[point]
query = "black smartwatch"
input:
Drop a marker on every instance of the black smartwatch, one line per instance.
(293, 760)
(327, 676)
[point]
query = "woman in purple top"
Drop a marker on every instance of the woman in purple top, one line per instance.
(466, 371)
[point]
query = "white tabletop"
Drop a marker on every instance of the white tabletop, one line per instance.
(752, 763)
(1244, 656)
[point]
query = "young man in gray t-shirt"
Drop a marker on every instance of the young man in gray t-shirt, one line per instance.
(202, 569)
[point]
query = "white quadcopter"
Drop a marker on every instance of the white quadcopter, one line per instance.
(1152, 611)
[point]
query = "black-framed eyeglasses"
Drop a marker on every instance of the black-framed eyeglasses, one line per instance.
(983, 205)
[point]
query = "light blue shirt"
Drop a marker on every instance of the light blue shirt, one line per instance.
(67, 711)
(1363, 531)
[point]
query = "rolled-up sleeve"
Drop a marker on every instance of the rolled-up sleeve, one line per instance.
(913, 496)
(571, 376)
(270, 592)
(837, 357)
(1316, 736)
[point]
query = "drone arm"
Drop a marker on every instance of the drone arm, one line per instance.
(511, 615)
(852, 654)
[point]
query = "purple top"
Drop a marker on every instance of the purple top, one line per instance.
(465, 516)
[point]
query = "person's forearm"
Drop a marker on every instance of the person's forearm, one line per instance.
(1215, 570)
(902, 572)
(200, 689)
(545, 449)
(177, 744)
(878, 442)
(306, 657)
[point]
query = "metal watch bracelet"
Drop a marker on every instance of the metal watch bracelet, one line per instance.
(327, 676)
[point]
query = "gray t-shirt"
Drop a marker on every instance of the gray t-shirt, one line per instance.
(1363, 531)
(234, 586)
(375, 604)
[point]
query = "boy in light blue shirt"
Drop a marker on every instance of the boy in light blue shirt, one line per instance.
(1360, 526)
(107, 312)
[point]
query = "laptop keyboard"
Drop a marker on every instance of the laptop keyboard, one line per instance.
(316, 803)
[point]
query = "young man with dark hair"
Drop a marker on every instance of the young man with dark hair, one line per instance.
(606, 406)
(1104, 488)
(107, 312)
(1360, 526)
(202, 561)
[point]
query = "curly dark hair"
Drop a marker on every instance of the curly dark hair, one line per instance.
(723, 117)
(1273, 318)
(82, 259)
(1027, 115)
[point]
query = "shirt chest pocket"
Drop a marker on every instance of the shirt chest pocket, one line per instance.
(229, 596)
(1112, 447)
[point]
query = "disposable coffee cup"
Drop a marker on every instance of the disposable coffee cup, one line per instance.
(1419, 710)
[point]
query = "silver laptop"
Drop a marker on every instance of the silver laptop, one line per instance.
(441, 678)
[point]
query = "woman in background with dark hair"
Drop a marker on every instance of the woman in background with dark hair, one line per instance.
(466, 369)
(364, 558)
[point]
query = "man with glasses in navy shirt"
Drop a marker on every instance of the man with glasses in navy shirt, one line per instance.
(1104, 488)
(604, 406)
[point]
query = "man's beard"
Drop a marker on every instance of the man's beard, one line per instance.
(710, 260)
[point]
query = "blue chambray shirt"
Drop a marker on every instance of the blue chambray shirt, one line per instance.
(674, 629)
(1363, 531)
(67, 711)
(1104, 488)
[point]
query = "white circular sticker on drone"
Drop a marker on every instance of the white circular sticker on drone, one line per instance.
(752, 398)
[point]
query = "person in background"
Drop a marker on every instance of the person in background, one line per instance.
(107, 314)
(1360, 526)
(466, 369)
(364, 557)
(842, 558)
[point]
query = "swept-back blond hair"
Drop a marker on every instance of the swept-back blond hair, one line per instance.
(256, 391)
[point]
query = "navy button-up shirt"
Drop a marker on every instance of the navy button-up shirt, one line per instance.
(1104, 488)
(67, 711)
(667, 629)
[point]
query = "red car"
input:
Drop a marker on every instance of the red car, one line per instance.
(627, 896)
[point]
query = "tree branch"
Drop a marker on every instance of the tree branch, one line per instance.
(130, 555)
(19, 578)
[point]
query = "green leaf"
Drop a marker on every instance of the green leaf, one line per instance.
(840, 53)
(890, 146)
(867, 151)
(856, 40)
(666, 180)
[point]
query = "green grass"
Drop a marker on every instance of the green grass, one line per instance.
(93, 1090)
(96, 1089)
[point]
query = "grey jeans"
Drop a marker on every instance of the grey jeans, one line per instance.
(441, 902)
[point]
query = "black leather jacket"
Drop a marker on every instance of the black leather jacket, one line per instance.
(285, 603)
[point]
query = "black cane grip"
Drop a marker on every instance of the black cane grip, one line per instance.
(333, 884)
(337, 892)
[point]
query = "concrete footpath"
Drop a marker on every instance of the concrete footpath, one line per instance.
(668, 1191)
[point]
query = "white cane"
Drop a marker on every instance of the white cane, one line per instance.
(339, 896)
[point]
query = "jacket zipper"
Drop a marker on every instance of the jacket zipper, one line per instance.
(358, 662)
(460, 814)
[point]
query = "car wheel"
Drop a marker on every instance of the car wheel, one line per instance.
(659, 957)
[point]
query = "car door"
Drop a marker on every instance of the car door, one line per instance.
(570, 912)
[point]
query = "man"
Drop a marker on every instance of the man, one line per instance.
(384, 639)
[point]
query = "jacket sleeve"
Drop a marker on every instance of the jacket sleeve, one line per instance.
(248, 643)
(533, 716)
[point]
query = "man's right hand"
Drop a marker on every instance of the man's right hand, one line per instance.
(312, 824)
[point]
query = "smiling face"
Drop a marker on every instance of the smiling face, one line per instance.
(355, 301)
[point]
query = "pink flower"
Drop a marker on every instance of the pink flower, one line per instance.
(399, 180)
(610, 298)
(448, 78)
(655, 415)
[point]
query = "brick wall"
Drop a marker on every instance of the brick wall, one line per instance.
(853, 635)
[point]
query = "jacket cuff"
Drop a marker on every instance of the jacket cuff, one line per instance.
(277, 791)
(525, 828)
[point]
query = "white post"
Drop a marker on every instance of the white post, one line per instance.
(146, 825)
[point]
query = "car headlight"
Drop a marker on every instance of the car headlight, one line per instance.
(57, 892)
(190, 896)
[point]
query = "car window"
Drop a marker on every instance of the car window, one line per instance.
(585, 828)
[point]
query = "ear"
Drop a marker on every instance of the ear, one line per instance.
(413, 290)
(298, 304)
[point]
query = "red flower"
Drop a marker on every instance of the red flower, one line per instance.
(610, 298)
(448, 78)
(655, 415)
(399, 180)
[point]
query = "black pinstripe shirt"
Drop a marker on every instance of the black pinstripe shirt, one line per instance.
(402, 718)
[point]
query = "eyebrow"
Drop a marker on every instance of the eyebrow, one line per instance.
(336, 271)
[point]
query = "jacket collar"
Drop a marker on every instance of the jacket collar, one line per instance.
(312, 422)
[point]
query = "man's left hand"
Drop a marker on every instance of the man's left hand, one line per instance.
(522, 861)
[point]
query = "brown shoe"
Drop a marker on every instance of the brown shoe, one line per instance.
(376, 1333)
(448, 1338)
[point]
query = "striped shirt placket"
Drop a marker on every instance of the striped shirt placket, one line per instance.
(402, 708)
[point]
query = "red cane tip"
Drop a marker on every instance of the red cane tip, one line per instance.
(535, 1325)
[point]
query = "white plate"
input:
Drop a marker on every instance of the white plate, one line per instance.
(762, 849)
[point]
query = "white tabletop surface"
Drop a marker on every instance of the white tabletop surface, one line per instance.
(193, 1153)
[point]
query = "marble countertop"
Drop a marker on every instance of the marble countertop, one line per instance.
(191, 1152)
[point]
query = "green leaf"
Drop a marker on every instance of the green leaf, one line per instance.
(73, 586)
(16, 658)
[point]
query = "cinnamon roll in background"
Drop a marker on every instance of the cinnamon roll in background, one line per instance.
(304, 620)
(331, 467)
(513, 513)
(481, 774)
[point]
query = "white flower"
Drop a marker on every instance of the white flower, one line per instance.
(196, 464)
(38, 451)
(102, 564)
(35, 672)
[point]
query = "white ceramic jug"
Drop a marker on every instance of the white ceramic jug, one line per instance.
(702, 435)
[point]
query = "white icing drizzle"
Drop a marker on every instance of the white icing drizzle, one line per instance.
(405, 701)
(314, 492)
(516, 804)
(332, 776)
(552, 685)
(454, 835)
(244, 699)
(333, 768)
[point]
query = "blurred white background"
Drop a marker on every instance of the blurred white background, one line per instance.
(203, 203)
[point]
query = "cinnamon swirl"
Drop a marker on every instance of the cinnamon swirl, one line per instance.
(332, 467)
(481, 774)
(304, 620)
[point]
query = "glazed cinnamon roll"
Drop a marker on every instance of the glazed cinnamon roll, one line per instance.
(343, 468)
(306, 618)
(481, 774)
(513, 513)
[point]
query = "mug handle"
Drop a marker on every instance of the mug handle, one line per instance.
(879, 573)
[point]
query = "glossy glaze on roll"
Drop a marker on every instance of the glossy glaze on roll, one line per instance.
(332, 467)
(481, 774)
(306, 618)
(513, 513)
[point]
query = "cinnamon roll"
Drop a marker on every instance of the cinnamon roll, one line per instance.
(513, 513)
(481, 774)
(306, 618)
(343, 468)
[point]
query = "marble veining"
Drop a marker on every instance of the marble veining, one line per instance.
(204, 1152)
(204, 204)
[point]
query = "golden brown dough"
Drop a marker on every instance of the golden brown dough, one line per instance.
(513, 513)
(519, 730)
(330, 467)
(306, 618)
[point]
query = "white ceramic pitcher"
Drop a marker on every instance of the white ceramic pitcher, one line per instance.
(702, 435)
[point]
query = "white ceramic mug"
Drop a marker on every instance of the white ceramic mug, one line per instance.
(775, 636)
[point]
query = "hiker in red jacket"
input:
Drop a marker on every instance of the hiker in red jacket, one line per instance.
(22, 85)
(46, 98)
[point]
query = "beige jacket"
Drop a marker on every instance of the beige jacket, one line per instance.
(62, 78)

> What you are asked to do
Beginning with the line that contains "Drop a marker on every instance of the golden", set down every line through the end of the data without change.

> Written response
Drop a marker on every instance of the golden brown dough, one line per instance.
(513, 513)
(519, 730)
(330, 467)
(306, 618)
[point]
query = "white ceramic pitcher"
Drop a marker on every instance of the white ceramic pitcher, one line per instance.
(702, 435)
[point]
query = "white ceramic mug"
Drop a marker on every instance of the white ceramic mug, one line per instance.
(775, 636)
[point]
query = "hiker in red jacket"
input:
Drop a marker on every instance of the hiker in red jacket, one line per instance.
(22, 85)
(46, 98)
[point]
query = "beige jacket"
Drop a marker on every instance of the beige jacket, one line per instance.
(62, 78)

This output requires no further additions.